_FRAGMENTO_
----

Es lo que no tiene fin. Es un mar sin riberas. Es un espacio sin
término. Un momento que nunca pasa. Bajada a un abismo sin fondo. Noche sin
nuevo día. Circunferencia que no se sabe dónde comienza y acaba. Reloj que sólo
señala esta hora: siempre.
¿Cuántos siglos tiene toda la eternidad? Todos. Pongamos el número mayor
de siglos que pueda concebirse. ¿Ha pasado ya el primer instante de la
eternidad? No, porque queda ella toda tan entera como antes.
Si un condenado derramase cada cien años una lágrima, ¿cuántos siglos
habrían de pasar hasta que sus lágrimas igualasen las aguas del océano?
Si todo el espacio fuese de papel y en él se escribiera la unidad
seguida de tantos ceros como caben en todo el cielo, ¿cuándo acabarían de pasar
los siglos representados por ese número?
Si hubiese un monte que llegara hasta las estrellas y un ángel quitara
un granito cada mil años, ¿cuándo acabaría de desaparecer ese monte?

----

_MATERIAL DE ORIGEN_
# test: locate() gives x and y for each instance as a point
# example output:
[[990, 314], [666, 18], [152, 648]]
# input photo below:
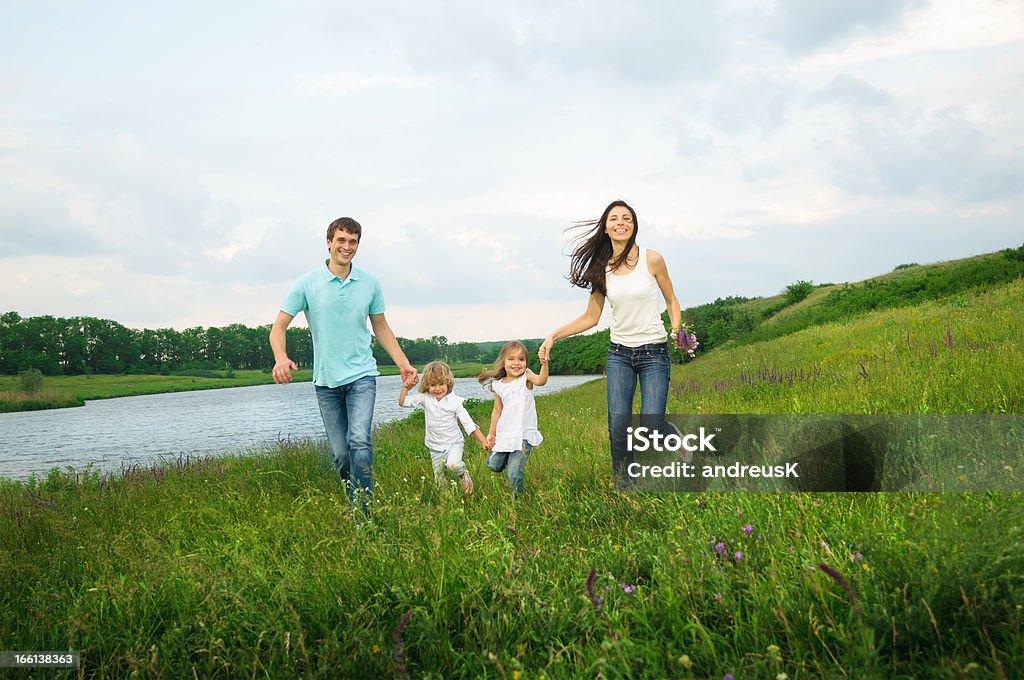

----

_EJERCICIO ESCRITO_
¿Puedes transcribir literalmente, del fragmento sobre la eternidad, el tramo desde "Es lo que no" hasta "aguas del océano?"?

_EJERCICIO RESUELTO_
Es lo que no tiene fin. Es un mar sin riberas. Es un espacio sin
término. Un momento que nunca pasa. Bajada a un abismo sin fondo. Noche sin
nuevo día. Circunferencia que no se sabe dónde comienza y acaba. Reloj que sólo
señala esta hora: siempre.
¿Cuántos siglos tiene toda la eternidad? Todos. Pongamos el número mayor
de siglos que pueda concebirse. ¿Ha pasado ya el primer instante de la
eternidad? No, porque queda ella toda tan entera como antes.
Si un condenado derramase cada cien años una lágrima, ¿cuántos siglos
habrían de pasar hasta que sus lágrimas igualasen las aguas del océano?